> [Fragmento de texto]
▽
El estudio aceptó. No tenía otra opción, desde luego. Durante los últimos ocho días de rodaje, Chandler no probó alimento sólido. Estuvo, salvo cuando dormitaba (con su gato negro al lado), con un vaso en la mano, bebiendo lo justo para mantenerse en el estado de euforia que necesitaba. Sólo paraba de ocho a diez de la noche, cuando escuchaba un programa de radio de música clásica junto a su mujer. Ocho días dictando, releyendo y corrigiendo. Y el guion se terminó. El rodaje se pudo concluir seis días antes de lo previsto. Y Alan Ladd volvió el ejército con su trabajo terminado.

Y “La dalia azul” se estrenó. Las críticas no fueron muy buenas (un entretenimiento más, una película carente de importancia) pero el público no opinó lo mismo. Fue un éxito comercial, con una recaudación que llenó de felicidad a los ejecutivos de la Paramount.

¿Y Raymond Chandler? Pues enfadado. El Departamento de Marina estadounidense (tenía esa potestad) rechazó que el asesino fuera un veterano de la Guerra del Pacífico herido (más bourbon para poder reescribir). El director modificó un diálogo por necesidad sin consultarlo con él. La escena final es distinta de la del guion. Y luego está la interpretación de Verónica Lake, que daba la talla, pero que no estuvo a la altura. Las críticas no fueron especialmente cariñosas con ella. Chandler, de hecho, la llamaba Morónica Lake (moron, en inglés, entonces, significaba deficiente mental. Ahora se dirá de otra manera). Aun así, Chandler fue candidato aquel año a los Óscar al mejor guion original.
△
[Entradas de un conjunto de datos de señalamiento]
▽
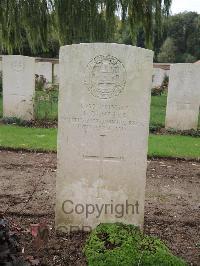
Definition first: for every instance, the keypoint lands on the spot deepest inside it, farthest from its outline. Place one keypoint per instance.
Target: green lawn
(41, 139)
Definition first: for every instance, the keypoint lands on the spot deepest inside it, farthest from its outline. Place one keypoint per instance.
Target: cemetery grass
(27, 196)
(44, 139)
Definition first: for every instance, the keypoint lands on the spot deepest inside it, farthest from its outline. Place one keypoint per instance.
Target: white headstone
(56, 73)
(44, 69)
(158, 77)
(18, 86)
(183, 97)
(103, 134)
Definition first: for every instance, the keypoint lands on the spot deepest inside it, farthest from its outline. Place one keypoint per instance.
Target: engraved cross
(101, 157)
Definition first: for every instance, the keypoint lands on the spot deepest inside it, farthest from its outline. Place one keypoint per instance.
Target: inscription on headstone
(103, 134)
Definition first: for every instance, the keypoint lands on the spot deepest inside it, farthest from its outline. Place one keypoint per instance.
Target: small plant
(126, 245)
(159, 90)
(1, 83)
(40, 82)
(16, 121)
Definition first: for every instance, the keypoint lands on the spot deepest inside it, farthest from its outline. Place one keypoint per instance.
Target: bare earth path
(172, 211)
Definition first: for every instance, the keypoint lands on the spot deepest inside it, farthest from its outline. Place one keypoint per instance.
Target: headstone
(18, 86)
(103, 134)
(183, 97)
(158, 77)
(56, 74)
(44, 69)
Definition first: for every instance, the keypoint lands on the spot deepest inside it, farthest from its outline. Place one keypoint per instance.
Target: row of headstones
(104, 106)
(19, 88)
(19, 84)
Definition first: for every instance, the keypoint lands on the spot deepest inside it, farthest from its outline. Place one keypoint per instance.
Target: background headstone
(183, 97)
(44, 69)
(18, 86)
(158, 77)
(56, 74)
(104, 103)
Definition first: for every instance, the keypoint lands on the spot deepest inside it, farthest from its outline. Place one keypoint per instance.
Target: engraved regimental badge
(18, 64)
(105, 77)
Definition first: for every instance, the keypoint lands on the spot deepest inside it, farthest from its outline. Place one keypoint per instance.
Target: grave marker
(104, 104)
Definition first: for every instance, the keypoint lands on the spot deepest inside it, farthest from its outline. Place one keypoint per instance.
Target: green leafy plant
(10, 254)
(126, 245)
△
> [Lista de tareas]
a. Enumera las personas que el fragmento sobre «La dalia azul» menciona con nombre y apellido.
b. Prosigue el fragmento sobre «La dalia azul» a partir de donde termina.
El listado procede de otra fuente.

> [Respuestas por tarea]
a. Raymond Chandler, Alan Ladd y Verónica Lake.

b.
No he visto la película. La he buscado, pero no la he encontrado. Lo que sí he hecho es leerme el guion. Y, bueno. No está mal. Es entretenido. El problema es cuando lo comparas. Y está muy lejos de “El largo adiós” o de “El sueño eterno”. Digamos que es un Raymond Chandler menor. Pero un Chandler siempre es un Chandler. Y por muy bajo que sea el tono, por mucho barro que haya, siempre encuentras alguna perla. Algún diamante. Siempre.


No te compliques tanto la vida, Eddie. Cuando un individuo se la complica demasiado, es desdichado. Y cuando se es desdichado, la suerte se escapa.


Johnny: (Levantando los ojos y mirándola). Y no hay nada que arreglar. Además, aunque pudiera, yo no querría. Y a ti, ¿qué te sucede? (vuelve a comer).

Joyce: ¿A mí? Soy huérfana. Tengo siete hermanos…

Johnny: ¿Sólo siete?

Joyce: Todos tocan el violín.

(Johnny no sonríe).

Joyce: Pero no simultáneamente.


Johnny se vuelve.

Johnny: Es una despedida. (Pausa). Y no me gusta despedirme.

Joyce: No tiene por qué hacerlo.

Johnny no responde. Se limita a mirarla.

Joyce: Pero ha sido hermoso conocerme, ¿no? Y ahora todo ha terminado. Es como si nunca me hubiese visto.

Johnny: Todos los hombres la hemos visto en alguna parte…El problema consiste en dar con usted.

Joyce le mira sin pronunciar palabra.

Johnny: Sólo que yo no la he encontrado a tiempo.